WORK TO DO:
Reproduce verbatim the lines of the records below that run from the line containing "[locate] the dancer's other" through the end of the records, including both ends, and output nothing else.

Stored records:
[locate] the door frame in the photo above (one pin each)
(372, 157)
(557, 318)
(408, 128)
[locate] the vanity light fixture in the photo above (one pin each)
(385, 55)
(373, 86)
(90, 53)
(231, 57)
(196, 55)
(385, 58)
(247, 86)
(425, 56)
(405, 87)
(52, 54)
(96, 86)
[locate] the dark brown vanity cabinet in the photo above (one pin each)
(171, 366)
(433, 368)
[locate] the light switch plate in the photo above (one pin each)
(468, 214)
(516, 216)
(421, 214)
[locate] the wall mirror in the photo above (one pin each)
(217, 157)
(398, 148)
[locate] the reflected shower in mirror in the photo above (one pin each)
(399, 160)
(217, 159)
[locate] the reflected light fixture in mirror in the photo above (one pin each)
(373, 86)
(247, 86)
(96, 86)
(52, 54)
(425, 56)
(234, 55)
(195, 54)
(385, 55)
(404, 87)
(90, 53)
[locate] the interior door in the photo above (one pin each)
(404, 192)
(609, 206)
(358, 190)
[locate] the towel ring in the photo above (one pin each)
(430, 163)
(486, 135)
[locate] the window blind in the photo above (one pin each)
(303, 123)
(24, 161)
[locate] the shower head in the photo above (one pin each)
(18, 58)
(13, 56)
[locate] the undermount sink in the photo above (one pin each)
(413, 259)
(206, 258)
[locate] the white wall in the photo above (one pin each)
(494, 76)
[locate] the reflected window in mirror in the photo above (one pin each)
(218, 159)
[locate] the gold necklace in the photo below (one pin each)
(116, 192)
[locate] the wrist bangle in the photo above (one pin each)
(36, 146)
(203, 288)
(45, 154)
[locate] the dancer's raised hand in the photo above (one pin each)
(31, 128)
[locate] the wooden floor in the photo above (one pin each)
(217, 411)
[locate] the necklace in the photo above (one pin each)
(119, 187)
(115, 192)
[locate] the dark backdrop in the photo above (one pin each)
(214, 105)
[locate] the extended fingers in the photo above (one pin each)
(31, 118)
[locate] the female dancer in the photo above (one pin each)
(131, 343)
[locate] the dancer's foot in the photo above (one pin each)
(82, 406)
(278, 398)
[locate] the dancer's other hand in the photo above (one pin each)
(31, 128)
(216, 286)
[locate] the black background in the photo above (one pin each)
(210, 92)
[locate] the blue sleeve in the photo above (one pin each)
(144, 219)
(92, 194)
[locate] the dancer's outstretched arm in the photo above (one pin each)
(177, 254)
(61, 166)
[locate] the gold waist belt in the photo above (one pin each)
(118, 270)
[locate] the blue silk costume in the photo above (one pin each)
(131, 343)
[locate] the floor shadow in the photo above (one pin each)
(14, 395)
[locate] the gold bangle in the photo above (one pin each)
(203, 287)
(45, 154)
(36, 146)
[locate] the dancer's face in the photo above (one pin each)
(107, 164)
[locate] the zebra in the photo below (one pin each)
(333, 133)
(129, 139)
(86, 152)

WRITTEN ANSWER:
[locate] the dancer's other hand in the photo above (one pin each)
(31, 128)
(216, 286)
[locate] the black background in the photo above (one pin each)
(210, 92)
[locate] the blue sleeve in the photo above (one pin each)
(144, 219)
(92, 194)
[locate] the dancer's outstretched arm in the photo above (one pin each)
(177, 254)
(61, 166)
[locate] the gold waist belt in the photo above (one pin each)
(118, 270)
[locate] the blue silk costume in the photo above (one pin each)
(131, 343)
[locate] the floor shadow in the photo above (one pin each)
(14, 395)
[locate] the gold bangle in the photo above (one pin each)
(203, 287)
(45, 154)
(36, 146)
[locate] the dancer's face in the photo above (one pin each)
(107, 164)
[locate] the zebra in the photo below (one pin each)
(333, 133)
(129, 139)
(86, 152)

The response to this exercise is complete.